[YOUR TASK]: All of the entries below, duplicated exactly, make up the answer.

[ENTRIES SUPPLIED]:
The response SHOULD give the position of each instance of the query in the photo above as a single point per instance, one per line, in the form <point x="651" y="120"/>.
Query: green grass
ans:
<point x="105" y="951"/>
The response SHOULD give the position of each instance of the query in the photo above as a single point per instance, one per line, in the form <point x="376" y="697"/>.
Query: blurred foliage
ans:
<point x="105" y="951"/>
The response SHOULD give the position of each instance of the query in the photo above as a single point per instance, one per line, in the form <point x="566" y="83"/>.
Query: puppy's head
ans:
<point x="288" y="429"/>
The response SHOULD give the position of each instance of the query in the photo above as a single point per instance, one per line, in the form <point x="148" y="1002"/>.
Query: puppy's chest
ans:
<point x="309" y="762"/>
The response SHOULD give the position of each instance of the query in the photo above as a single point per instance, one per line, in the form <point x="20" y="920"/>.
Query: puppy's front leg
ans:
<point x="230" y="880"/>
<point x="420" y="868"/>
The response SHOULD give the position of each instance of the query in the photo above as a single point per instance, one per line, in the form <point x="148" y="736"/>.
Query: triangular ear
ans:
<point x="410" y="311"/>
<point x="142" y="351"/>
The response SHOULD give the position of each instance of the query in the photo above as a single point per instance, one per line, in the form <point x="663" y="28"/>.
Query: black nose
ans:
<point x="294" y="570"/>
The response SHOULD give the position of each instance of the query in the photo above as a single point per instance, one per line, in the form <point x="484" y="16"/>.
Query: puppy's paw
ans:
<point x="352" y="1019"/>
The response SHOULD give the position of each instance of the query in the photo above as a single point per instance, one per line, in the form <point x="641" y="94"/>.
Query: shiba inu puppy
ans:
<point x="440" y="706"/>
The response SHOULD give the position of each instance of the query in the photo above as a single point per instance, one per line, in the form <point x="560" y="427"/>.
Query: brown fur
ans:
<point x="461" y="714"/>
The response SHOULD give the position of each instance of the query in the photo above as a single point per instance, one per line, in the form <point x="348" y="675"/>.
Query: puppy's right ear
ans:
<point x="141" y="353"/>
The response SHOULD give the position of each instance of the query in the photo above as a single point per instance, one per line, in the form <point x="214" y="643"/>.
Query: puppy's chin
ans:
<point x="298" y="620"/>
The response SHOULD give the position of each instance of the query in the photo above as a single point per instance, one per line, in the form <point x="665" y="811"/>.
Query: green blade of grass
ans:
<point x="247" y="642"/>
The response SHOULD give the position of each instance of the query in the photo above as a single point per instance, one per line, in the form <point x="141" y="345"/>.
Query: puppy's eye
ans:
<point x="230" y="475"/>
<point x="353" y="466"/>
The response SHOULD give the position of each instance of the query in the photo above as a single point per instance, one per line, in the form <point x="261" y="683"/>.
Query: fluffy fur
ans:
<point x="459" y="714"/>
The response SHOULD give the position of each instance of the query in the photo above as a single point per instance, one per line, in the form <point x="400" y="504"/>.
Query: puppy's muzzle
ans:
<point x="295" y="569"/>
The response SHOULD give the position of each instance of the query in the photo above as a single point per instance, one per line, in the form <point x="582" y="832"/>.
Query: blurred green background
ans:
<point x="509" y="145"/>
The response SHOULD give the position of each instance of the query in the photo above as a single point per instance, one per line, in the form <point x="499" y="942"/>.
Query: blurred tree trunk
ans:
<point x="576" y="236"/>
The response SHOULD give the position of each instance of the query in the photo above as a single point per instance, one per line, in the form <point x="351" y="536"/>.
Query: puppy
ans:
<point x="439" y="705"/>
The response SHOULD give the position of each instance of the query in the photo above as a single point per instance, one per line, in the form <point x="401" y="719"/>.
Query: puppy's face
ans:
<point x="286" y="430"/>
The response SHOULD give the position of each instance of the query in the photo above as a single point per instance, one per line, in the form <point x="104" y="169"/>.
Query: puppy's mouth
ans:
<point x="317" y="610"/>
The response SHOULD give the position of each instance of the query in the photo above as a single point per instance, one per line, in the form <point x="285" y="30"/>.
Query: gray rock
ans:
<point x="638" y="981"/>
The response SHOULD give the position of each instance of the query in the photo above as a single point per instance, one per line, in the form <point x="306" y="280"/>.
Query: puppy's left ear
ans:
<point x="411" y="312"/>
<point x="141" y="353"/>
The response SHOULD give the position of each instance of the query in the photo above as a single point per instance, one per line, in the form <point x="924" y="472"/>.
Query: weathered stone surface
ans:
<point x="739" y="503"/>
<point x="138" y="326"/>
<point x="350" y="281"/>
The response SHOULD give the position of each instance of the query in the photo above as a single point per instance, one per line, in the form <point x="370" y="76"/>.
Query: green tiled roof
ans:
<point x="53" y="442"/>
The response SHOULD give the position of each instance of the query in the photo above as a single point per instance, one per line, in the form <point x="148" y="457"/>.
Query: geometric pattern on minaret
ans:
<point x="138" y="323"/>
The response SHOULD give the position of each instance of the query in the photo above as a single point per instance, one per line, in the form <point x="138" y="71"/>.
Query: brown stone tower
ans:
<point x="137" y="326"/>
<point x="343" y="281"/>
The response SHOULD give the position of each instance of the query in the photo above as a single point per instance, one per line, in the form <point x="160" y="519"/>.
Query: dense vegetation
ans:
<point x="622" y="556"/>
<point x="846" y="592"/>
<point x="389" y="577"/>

[FINISHED EXERCISE]:
The response SHOULD give the position of each instance of the query in the photo above as a single point per instance, one per line, in the form <point x="651" y="120"/>.
Query: green grass
ans:
<point x="105" y="951"/>
The response SHOULD give the position of each instance of the query in the photo above as a single point per instance, one per line, in the form <point x="376" y="697"/>.
Query: blurred foliage
ans:
<point x="105" y="951"/>
The response SHOULD give the position of each instance of the query in the photo above as a single point per instance, one per line, in the form <point x="566" y="83"/>.
Query: puppy's head
ans:
<point x="288" y="429"/>
The response SHOULD give the position of each instance of the query in the photo above as a single point per instance, one per line, in the form <point x="148" y="1002"/>.
Query: puppy's chest
ans:
<point x="309" y="762"/>
The response SHOULD give the position of each instance of the query in the photo above as a single point per instance, one per line, in the form <point x="20" y="920"/>.
Query: puppy's front leg
ans:
<point x="230" y="880"/>
<point x="420" y="868"/>
The response SHOULD give the position of each instance of the query in the photo above as a single point per instance, one per line, in the form <point x="148" y="736"/>.
Query: triangular ear
ans:
<point x="410" y="311"/>
<point x="142" y="351"/>
The response SHOULD give the position of each instance of the query in the photo above as a single point per instance, one per line, in the form <point x="663" y="28"/>.
Query: black nose
ans:
<point x="294" y="570"/>
The response SHOULD give the position of each instance of the query in the photo above as a single point per instance, one per line, in the form <point x="484" y="16"/>.
Query: puppy's paw
ans:
<point x="352" y="1019"/>
The response SHOULD give the position of each instance of the query in the photo above as a single point per instance, one per line, in the form <point x="641" y="94"/>.
Query: shiba inu puppy
ans:
<point x="440" y="706"/>
The response SHOULD give the position of each instance of the query in the photo above as a single point per instance, one per line, in the form <point x="560" y="427"/>.
Query: brown fur
ans:
<point x="461" y="714"/>
The response SHOULD give the position of each instance of the query in the photo above as a single point per instance, one per line, in the form <point x="348" y="675"/>.
Query: puppy's right ear
ans:
<point x="141" y="353"/>
The response SHOULD give the position of each instance of the query in the photo above as a single point per instance, one per line, in the form <point x="214" y="643"/>.
Query: puppy's chin
ans:
<point x="298" y="620"/>
The response SHOULD give the position of each instance of the query in the photo above as a single point per instance, one per line, in the form <point x="665" y="811"/>.
Query: green blade of grass
ans:
<point x="247" y="642"/>
The response SHOULD give the position of each instance of the query in the photo above as a single point per instance, one per line, in the form <point x="141" y="345"/>.
Query: puppy's eye
ans:
<point x="230" y="475"/>
<point x="353" y="466"/>
The response SHOULD give the position of each instance of the query in the photo above as a single point per instance, one per line, in the form <point x="261" y="683"/>.
Query: fluffy fur
ans:
<point x="459" y="714"/>
The response SHOULD give the position of each instance of the query in the photo above as a single point per instance, one per line, in the form <point x="400" y="504"/>.
Query: puppy's muzzle
ans:
<point x="295" y="569"/>
The response SHOULD give the position of each instance of the query in the photo above as a single point per instance, one per line, in the form <point x="582" y="832"/>.
Query: blurred green background
ans:
<point x="509" y="145"/>
The response SHOULD give the position of each instance of the query in the photo above as a single point per instance, one per line, in the form <point x="499" y="942"/>.
Query: blurred tree trunk
ans:
<point x="576" y="236"/>
The response SHOULD give the position of each instance of the query in the photo above as a single point per instance, one per line, in the form <point x="351" y="536"/>.
Query: puppy
ans:
<point x="439" y="705"/>
The response SHOULD give the position of each instance of the query in the photo above as a single point per instance, one per line, in the form <point x="401" y="719"/>.
Query: puppy's face
ans:
<point x="286" y="430"/>
The response SHOULD give the position of each instance of the query in the photo above as a single point per instance, one per line, in the form <point x="104" y="169"/>.
Query: puppy's mouth
ans:
<point x="317" y="610"/>
The response SHOULD give the position of each instance of the query in the photo above as a single point per instance, one per line, in the form <point x="285" y="30"/>.
Query: gray rock
ans:
<point x="638" y="981"/>
The response SHOULD give the position of each instance of the query in the photo above as a single point per instance, one per line, in the form <point x="306" y="280"/>.
Query: puppy's left ear
ans:
<point x="411" y="312"/>
<point x="141" y="353"/>
The response SHOULD give the position of each instance of the query in the photo above as a single point per instance, one per line, in the form <point x="924" y="472"/>.
Query: weathered stone surface
ans:
<point x="739" y="503"/>
<point x="138" y="326"/>
<point x="350" y="281"/>
The response SHOULD give the position of each instance of the query in the photo above as a single point per instance, one per line, in the form <point x="370" y="76"/>.
Query: green tiled roof
ans:
<point x="53" y="442"/>
The response SHOULD give the position of each instance of the query in the photo above as a single point per instance, one per line, in the form <point x="148" y="457"/>.
Query: geometric pattern on minaret
ans:
<point x="138" y="323"/>
The response SHOULD give the position of each instance of the query in the photo above as a single point per instance, one per line, in the form <point x="138" y="71"/>.
Query: brown stone tower
ans:
<point x="137" y="326"/>
<point x="343" y="281"/>
The response SHOULD give the position of each instance of the query in the photo above as a single point per instance, one per line, in the form <point x="160" y="519"/>.
Query: dense vegetation
ans:
<point x="622" y="556"/>
<point x="846" y="592"/>
<point x="389" y="577"/>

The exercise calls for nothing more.